Each time a line of the listing holds "pair", copy that line.
START INFORMATION SHOWN
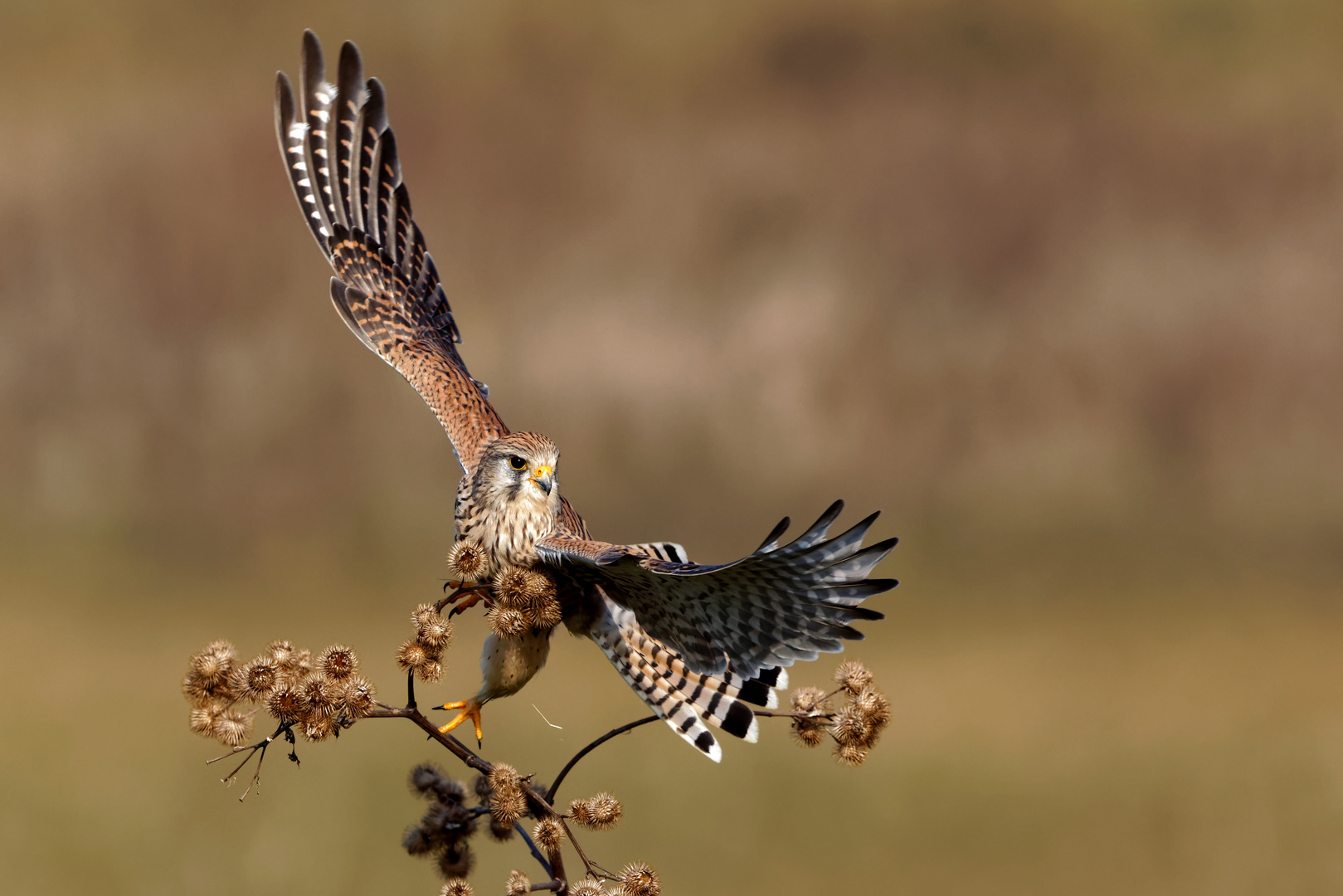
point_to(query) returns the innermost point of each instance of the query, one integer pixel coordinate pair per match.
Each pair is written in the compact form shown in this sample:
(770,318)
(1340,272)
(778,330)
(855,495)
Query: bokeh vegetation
END INFORMATION SHOWN
> _RESPONSE BELOW_
point_to(query) returns the innermost point of each instance of the query, one integer pixel coordinate pair per match.
Each pair is written in the compact form shown in this sample:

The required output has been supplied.